Work request:
Lines with the word "bowler": copy all of them from the entries below.
-- Material provided follows --
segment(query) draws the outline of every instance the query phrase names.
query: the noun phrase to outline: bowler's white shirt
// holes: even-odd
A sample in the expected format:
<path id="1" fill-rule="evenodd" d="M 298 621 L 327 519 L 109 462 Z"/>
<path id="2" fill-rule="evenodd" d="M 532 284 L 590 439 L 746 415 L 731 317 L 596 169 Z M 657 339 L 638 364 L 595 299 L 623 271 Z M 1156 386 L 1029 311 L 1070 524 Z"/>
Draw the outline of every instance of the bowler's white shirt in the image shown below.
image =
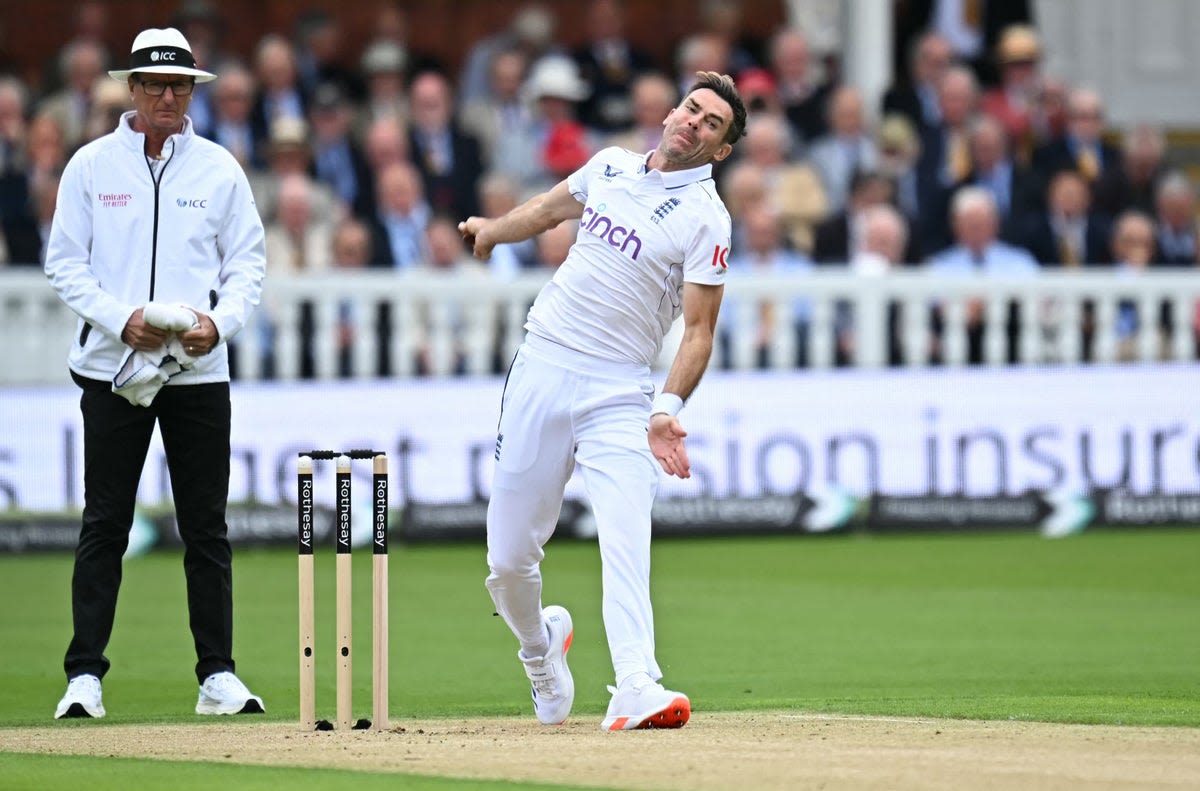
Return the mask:
<path id="1" fill-rule="evenodd" d="M 567 177 L 579 233 L 525 329 L 604 360 L 651 365 L 682 312 L 683 284 L 721 285 L 730 221 L 712 166 L 647 170 L 647 154 L 606 148 Z"/>

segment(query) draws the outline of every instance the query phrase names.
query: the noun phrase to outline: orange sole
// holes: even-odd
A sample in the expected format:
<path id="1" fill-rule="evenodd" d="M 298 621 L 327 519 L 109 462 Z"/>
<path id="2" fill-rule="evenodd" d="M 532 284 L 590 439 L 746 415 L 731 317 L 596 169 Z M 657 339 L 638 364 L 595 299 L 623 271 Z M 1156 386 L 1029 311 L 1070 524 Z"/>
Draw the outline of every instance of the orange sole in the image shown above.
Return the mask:
<path id="1" fill-rule="evenodd" d="M 670 705 L 655 714 L 651 714 L 646 719 L 639 722 L 632 728 L 629 726 L 629 717 L 618 717 L 613 721 L 613 724 L 608 726 L 610 731 L 623 731 L 628 728 L 631 731 L 648 730 L 650 728 L 682 728 L 687 725 L 687 721 L 692 716 L 692 704 L 686 697 L 675 698 Z"/>
<path id="2" fill-rule="evenodd" d="M 692 716 L 692 704 L 687 698 L 675 698 L 671 705 L 652 714 L 638 725 L 643 728 L 682 728 Z"/>

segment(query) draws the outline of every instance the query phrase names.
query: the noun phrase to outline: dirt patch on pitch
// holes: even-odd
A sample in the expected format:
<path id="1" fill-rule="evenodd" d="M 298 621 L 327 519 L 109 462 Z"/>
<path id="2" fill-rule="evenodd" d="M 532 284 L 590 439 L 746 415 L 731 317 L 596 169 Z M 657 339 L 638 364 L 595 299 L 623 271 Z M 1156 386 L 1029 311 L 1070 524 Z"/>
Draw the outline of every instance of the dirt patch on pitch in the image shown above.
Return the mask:
<path id="1" fill-rule="evenodd" d="M 1200 729 L 697 713 L 677 731 L 579 719 L 396 720 L 306 733 L 250 719 L 0 730 L 6 752 L 320 766 L 621 789 L 1177 789 L 1200 786 Z"/>

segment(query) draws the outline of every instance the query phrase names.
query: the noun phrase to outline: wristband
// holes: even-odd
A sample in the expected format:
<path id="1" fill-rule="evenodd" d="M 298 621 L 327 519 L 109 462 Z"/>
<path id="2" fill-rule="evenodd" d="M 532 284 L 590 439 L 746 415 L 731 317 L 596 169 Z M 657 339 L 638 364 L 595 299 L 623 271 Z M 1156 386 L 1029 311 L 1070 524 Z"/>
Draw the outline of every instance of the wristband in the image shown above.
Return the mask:
<path id="1" fill-rule="evenodd" d="M 659 414 L 670 415 L 675 417 L 679 414 L 679 410 L 683 409 L 683 399 L 674 393 L 659 393 L 654 397 L 654 404 L 650 407 L 650 416 Z"/>

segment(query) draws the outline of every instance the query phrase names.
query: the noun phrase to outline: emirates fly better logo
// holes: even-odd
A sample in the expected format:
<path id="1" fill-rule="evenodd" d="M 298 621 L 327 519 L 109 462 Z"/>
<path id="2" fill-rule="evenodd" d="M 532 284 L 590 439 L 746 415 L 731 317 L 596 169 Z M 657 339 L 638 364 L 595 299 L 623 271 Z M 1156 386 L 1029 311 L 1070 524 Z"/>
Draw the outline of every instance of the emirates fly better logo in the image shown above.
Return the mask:
<path id="1" fill-rule="evenodd" d="M 128 206 L 133 196 L 128 192 L 97 192 L 96 200 L 106 209 L 115 209 Z"/>
<path id="2" fill-rule="evenodd" d="M 208 208 L 208 199 L 207 198 L 192 198 L 189 200 L 188 198 L 176 198 L 175 205 L 181 209 L 186 209 L 188 207 L 191 207 L 193 209 L 207 209 Z"/>

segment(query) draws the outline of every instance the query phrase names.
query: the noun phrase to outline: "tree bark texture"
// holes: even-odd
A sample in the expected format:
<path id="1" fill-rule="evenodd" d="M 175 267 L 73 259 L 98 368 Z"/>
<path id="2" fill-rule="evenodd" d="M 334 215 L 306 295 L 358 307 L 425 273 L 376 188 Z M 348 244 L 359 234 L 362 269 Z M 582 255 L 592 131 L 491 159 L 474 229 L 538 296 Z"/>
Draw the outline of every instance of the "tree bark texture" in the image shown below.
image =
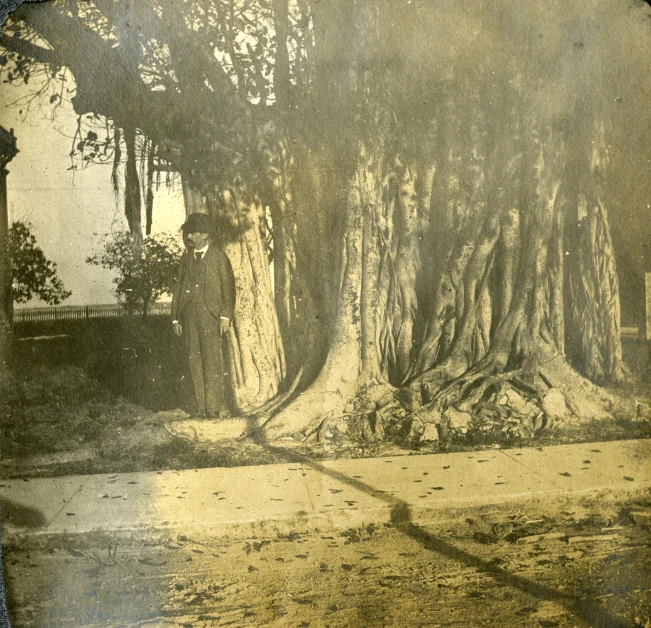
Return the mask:
<path id="1" fill-rule="evenodd" d="M 620 340 L 619 280 L 604 203 L 609 150 L 603 122 L 597 121 L 583 189 L 572 199 L 566 241 L 569 357 L 598 383 L 630 377 Z"/>
<path id="2" fill-rule="evenodd" d="M 230 224 L 237 234 L 225 243 L 237 292 L 227 363 L 235 405 L 247 413 L 273 398 L 285 377 L 269 260 L 261 238 L 264 208 L 244 185 L 219 189 L 215 194 L 218 219 Z"/>

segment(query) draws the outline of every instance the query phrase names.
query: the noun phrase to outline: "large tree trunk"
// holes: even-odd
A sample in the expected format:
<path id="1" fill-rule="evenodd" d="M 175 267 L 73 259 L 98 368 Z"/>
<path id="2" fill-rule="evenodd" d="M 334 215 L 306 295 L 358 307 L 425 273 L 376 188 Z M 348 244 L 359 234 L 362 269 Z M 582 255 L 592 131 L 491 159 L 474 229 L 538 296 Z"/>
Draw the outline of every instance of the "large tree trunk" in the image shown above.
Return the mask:
<path id="1" fill-rule="evenodd" d="M 568 260 L 568 357 L 598 383 L 630 377 L 622 357 L 619 281 L 604 205 L 608 148 L 603 125 L 594 134 L 586 192 L 572 203 L 566 242 Z"/>
<path id="2" fill-rule="evenodd" d="M 576 241 L 582 271 L 566 270 L 566 147 L 558 134 L 544 133 L 531 118 L 496 141 L 471 131 L 469 154 L 444 162 L 434 182 L 434 169 L 421 169 L 418 191 L 417 168 L 399 161 L 382 167 L 389 158 L 381 143 L 371 152 L 362 145 L 347 186 L 329 352 L 314 383 L 267 422 L 270 437 L 339 430 L 377 438 L 387 427 L 413 434 L 423 412 L 440 422 L 451 409 L 479 422 L 517 418 L 523 433 L 533 433 L 556 418 L 544 401 L 550 388 L 562 388 L 575 409 L 594 394 L 561 366 L 568 317 L 570 328 L 580 317 L 577 338 L 593 338 L 578 343 L 586 365 L 599 364 L 611 376 L 623 368 L 605 212 L 595 205 L 591 219 L 586 213 L 591 228 Z M 427 207 L 426 220 L 421 208 Z M 423 251 L 437 249 L 438 259 L 421 262 Z M 425 269 L 433 272 L 423 277 Z M 428 279 L 434 296 L 423 328 L 414 321 L 421 316 L 419 285 Z M 403 391 L 409 394 L 394 394 L 390 373 L 396 385 L 409 378 Z M 511 406 L 514 394 L 524 395 L 525 409 Z M 395 423 L 403 429 L 396 432 Z"/>
<path id="3" fill-rule="evenodd" d="M 277 393 L 285 355 L 273 302 L 269 259 L 261 237 L 264 208 L 243 184 L 216 190 L 213 208 L 233 267 L 237 298 L 227 364 L 234 402 L 248 413 Z"/>
<path id="4" fill-rule="evenodd" d="M 333 295 L 337 310 L 329 351 L 308 390 L 266 423 L 271 437 L 295 433 L 305 437 L 323 430 L 329 425 L 327 417 L 339 419 L 355 399 L 357 407 L 349 406 L 347 413 L 365 421 L 357 429 L 383 429 L 376 411 L 387 403 L 391 387 L 380 350 L 381 312 L 387 301 L 386 290 L 380 289 L 384 248 L 380 230 L 386 218 L 382 158 L 379 150 L 368 151 L 361 145 L 346 196 L 338 290 Z M 373 416 L 370 424 L 369 416 Z"/>
<path id="5" fill-rule="evenodd" d="M 327 154 L 286 143 L 278 153 L 270 160 L 276 308 L 289 378 L 300 369 L 305 385 L 320 373 L 336 325 L 345 178 Z"/>
<path id="6" fill-rule="evenodd" d="M 426 233 L 433 167 L 417 167 L 399 159 L 388 186 L 388 211 L 380 294 L 387 295 L 380 346 L 383 369 L 394 385 L 407 377 L 418 347 L 419 294 L 422 277 L 422 240 Z"/>
<path id="7" fill-rule="evenodd" d="M 305 310 L 301 303 L 307 295 L 298 294 L 296 280 L 296 206 L 293 178 L 296 168 L 288 141 L 282 140 L 267 154 L 269 184 L 264 195 L 271 214 L 273 234 L 274 301 L 280 333 L 285 347 L 289 378 L 305 361 L 308 339 L 299 332 L 299 312 Z"/>
<path id="8" fill-rule="evenodd" d="M 577 202 L 574 237 L 568 252 L 568 356 L 598 383 L 629 378 L 622 357 L 619 282 L 608 217 L 603 201 Z"/>

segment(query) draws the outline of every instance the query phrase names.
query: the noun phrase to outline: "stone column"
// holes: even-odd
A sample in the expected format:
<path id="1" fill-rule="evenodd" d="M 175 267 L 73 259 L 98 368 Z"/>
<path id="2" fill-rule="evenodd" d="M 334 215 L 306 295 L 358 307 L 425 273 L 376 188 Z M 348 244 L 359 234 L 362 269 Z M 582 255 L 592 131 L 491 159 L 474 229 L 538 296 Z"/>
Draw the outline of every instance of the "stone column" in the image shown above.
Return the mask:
-- Material provided concluded --
Result of this exercise:
query: the noun phrase to outline: bowler's white shirt
Draw the outline of every instance of the bowler's white shirt in the image shown below.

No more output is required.